• [REQUIREMENTS]: Please locate each line in the records below that contains the word "road" and copy every one of those lines in full.

• [DATA RECORDS]:

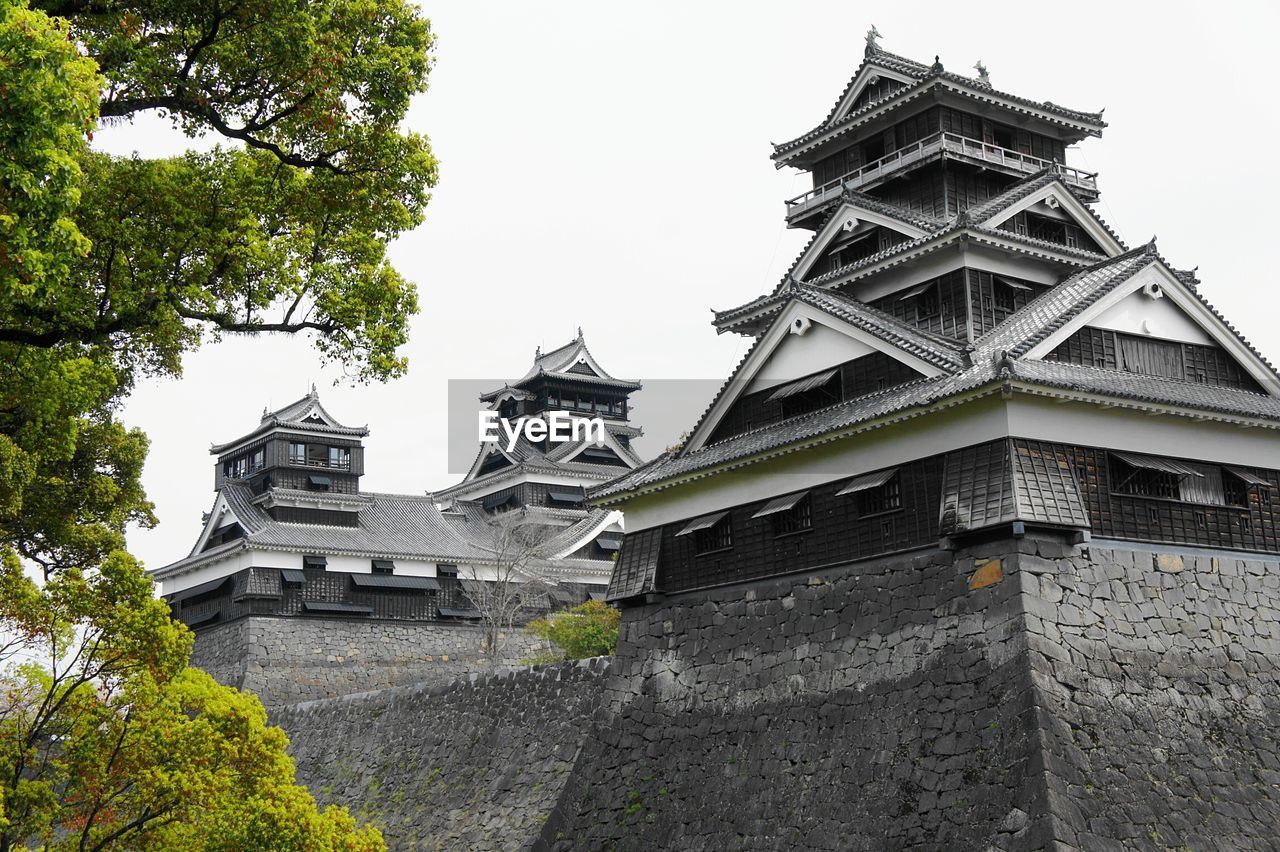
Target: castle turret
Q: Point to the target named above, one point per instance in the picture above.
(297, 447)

* * *

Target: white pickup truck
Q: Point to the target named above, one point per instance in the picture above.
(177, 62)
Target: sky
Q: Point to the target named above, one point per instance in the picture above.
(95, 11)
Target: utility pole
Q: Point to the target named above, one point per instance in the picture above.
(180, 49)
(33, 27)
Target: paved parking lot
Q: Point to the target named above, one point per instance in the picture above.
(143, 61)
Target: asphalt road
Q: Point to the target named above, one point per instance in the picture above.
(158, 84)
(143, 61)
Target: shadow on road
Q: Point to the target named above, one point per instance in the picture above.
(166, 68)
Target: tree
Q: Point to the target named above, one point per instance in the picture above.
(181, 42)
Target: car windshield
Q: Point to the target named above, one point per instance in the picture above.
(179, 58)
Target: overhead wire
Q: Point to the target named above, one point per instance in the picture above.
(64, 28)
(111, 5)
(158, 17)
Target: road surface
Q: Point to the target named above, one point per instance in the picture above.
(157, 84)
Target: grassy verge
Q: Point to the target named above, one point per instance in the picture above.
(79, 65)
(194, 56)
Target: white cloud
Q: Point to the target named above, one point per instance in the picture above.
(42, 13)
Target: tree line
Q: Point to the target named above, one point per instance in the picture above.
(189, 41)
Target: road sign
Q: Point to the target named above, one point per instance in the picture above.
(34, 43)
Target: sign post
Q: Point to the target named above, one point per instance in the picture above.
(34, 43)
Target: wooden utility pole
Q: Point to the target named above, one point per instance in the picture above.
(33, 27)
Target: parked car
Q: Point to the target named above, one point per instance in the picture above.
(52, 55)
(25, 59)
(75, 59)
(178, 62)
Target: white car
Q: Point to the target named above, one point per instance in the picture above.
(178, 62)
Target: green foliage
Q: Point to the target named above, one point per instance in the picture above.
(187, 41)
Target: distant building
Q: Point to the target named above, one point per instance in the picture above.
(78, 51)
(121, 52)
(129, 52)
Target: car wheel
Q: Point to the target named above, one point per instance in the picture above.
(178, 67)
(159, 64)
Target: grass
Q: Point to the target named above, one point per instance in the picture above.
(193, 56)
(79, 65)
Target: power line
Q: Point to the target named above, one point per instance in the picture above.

---

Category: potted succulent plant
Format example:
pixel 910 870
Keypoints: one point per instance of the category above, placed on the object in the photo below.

• [EXERCISE RESPONSE]:
Target: asphalt road
Target: shadow on road
Target: road surface
Target: road sign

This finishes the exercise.